Quoted text —
-- Start --

Question

Factor completely: 5x^2+30x+45

Answer 1

i think it is

2 numbers that produce 45 and add up to 30

a*b=45
a+b=30

Answer 2

5 (x+3)^2 well its actually this then

Answer 3

5(x^2 + 6x + 9)
5(x+3)^2

Answer 4

im sorry im still confused about this. Can you explain I really want to understand this

Answer 5

you start off by dividing 5 from the whole equation. it's so that you can factor easier.
after factoring out the 5 you get a less complex equation. With this you can easily find that 3 times 3 is 9 and 3+3 is 6. with that you can get the answer.
5(x^2 + 6x + 9) you repeat the 3 in both parentheses so you just have only one and put a ^2 next to it.
5(x+3)^2
sorry if it made you even more confused. best of luck to you.

Answer 6

@timo86m first post. This is false, you have to multiply the constant by 5 before you can use the grouping method. That's why it's best to simplify the equation first by taking out 5 as a common factor.

-- End --

What you should do — Reproduce word for word the passage of the factoring thread that begins with "after factoring out" and ends with "luck to you.".

Given records —
-- Start --

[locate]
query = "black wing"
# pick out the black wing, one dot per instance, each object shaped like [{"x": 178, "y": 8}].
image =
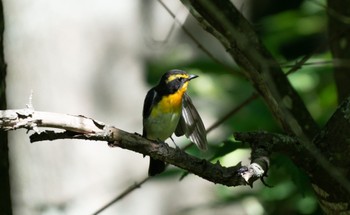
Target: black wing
[{"x": 191, "y": 124}]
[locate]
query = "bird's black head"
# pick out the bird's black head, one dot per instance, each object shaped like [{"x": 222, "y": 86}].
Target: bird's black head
[{"x": 174, "y": 80}]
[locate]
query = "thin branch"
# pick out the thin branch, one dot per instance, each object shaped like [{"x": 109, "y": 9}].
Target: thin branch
[
  {"x": 80, "y": 127},
  {"x": 211, "y": 128}
]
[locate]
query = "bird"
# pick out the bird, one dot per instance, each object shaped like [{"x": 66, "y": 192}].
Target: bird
[{"x": 167, "y": 110}]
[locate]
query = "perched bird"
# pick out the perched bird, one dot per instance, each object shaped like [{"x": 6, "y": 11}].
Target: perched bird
[{"x": 168, "y": 109}]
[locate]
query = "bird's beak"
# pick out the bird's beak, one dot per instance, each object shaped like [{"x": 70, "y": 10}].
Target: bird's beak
[{"x": 192, "y": 77}]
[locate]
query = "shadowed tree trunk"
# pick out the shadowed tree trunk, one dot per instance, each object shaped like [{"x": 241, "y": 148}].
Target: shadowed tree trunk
[{"x": 5, "y": 195}]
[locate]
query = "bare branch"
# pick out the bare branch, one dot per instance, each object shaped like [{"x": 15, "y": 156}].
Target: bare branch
[{"x": 81, "y": 127}]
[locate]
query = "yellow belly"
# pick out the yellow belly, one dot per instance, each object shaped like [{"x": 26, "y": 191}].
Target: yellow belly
[{"x": 164, "y": 117}]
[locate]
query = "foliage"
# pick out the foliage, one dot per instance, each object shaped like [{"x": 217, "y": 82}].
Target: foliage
[{"x": 289, "y": 34}]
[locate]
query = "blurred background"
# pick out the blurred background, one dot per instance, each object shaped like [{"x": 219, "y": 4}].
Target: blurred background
[{"x": 99, "y": 59}]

-- End --

Expected output —
after factoring out the 5 you get a less complex equation. With this you can easily find that 3 times 3 is 9 and 3+3 is 6. with that you can get the answer.
5(x^2 + 6x + 9) you repeat the 3 in both parentheses so you just have only one and put a ^2 next to it.
5(x+3)^2
sorry if it made you even more confused. best of luck to you.